Input data →
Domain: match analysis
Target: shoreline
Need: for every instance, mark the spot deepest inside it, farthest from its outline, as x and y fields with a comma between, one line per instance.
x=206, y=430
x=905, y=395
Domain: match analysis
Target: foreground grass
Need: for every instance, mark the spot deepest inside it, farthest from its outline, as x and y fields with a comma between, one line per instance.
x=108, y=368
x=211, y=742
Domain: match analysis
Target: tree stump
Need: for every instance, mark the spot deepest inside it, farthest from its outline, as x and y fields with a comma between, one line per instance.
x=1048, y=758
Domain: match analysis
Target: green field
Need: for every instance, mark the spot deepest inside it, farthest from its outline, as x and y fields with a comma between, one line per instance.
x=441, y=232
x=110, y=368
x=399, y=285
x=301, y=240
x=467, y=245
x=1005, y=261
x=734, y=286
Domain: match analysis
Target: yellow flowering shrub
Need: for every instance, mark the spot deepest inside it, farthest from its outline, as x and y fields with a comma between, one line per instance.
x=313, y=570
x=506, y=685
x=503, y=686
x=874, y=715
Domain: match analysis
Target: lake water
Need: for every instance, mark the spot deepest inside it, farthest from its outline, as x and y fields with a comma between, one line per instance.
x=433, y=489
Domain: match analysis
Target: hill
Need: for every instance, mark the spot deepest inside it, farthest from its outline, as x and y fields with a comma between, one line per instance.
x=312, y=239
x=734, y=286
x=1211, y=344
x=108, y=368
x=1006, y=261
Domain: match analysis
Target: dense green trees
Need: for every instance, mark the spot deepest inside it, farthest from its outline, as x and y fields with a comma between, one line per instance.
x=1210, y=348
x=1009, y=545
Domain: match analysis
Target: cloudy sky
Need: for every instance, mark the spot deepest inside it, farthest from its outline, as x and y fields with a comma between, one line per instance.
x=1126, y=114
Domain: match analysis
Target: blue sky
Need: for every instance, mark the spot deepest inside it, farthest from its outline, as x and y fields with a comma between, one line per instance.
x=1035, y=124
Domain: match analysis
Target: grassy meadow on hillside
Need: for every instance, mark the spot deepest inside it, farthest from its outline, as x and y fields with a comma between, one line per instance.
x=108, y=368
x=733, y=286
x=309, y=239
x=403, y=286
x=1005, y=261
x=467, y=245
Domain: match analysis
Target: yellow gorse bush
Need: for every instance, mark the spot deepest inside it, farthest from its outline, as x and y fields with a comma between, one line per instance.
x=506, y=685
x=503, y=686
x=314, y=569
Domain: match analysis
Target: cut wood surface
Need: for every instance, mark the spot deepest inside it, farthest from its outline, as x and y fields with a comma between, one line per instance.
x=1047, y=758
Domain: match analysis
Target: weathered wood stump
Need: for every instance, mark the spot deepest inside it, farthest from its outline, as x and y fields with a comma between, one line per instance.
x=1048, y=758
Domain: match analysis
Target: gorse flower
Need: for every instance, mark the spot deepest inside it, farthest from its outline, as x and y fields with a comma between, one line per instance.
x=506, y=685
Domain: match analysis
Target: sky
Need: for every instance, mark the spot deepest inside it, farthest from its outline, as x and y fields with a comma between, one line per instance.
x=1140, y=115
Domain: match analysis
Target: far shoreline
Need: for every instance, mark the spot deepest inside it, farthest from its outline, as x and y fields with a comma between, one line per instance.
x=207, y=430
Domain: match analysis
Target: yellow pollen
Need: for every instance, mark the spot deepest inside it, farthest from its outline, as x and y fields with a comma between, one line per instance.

Short task → Reproduce every one of the entries above, keeping each line identical to the original.

Written response →
Domain: match analysis
Target: shoreline
Need: for every instance, mark the spot deepest inside it, farthest from its outline, as x and y fields with a comma between, one line per instance.
x=206, y=430
x=905, y=395
Domain: match analysis
Target: foreground grass
Need: for every instance, mark the spot deepest inside it, farthest from its outline, as x and y fields with a comma between, one line per instance.
x=108, y=368
x=211, y=742
Domain: match analysis
Target: tree stump
Need: for every instance, mark the spot deepest inside it, farthest from its outline, as x and y fields with a comma between, one line per instance.
x=1048, y=758
Domain: match analysis
Target: green field
Need: for every instance, mark the spot deepest inside it, farthest from its outline, as x and y fields with a comma between, one line per instance.
x=441, y=232
x=110, y=368
x=399, y=285
x=301, y=240
x=467, y=245
x=1005, y=261
x=734, y=286
Domain: match analysis
Target: yellow flowering shrub
Need: for every instance, mark the spot deepest inside it, farthest from its outline, as x and y fields with a comma between, one line per instance.
x=313, y=570
x=506, y=685
x=503, y=686
x=874, y=715
Domain: match analysis
Target: lake water
Need: for every instance, mark the spot deepest inside it, farthest from its outline, as x and y fields with a comma between, one line per instance.
x=433, y=489
Domain: match analysis
Target: hill
Need: for every instance, mark the spot deepest inside it, farthest from its outline, as x and y fields with a comma between, one line per instance.
x=312, y=239
x=734, y=286
x=1211, y=344
x=108, y=368
x=1006, y=261
Domain: match analysis
Target: dense green trees
Need: for every instance, mark the spot deepest inside it, farthest from its outline, as x and y fields with a comma between, one line per instance.
x=1210, y=348
x=1009, y=545
Domain: match analysis
Target: cloudy sky
Need: for every instance, mark the spot deepest inside it, farthest from its outline, as x and y fields with a comma between, one line per instance.
x=1126, y=114
Domain: match analysis
Target: blue sky
Need: for every instance, mark the spot deepest inside it, farthest from its outline, as x and y fields with a comma between, one line per instance.
x=1035, y=124
Domain: match analysis
Target: grassy meadow on hillside
Need: for every instance, mark the spot deepest inside it, farthest from its outline, as x and y fields with a comma between, one line per instance.
x=108, y=368
x=733, y=286
x=309, y=239
x=403, y=286
x=1005, y=261
x=467, y=245
Domain: match analysis
Target: yellow gorse bush
Need: for every instance, mark the spot deepest inside it, farthest from its outline, as x and y fields with a comma between, one line per instance.
x=506, y=685
x=503, y=686
x=314, y=569
Domain: match analysis
Target: cut wood surface
Need: for every instance, mark the spot deepest inside it, farthest from its outline, as x and y fields with a comma between, one line per instance.
x=1047, y=758
Domain: match analysis
Target: weathered wood stump
Need: for every instance, mark the spot deepest inside it, farthest from its outline, as x and y fields with a comma between, one line per instance.
x=1048, y=758
Domain: match analysis
Target: gorse flower
Need: for every instance, mark the spot deepest inside it, farthest from its outline, as x and y fields with a comma between, one line per instance.
x=506, y=685
Domain: match analysis
Target: sky
Need: for every instance, mark the spot deepest inside it, farthest from its outline, as x and y fields with a comma between, one line per instance.
x=1140, y=115
Domain: match analysis
Target: far shoreline
Need: for every instance, mark the spot deepest inside it, farthest from its outline, as x and y fields with a comma between, one line per instance.
x=207, y=430
Domain: match analysis
Target: yellow pollen
Need: for every instance, mark the spot deepest inside it, farthest from its outline, as x and y fields with a comma between, one line per instance.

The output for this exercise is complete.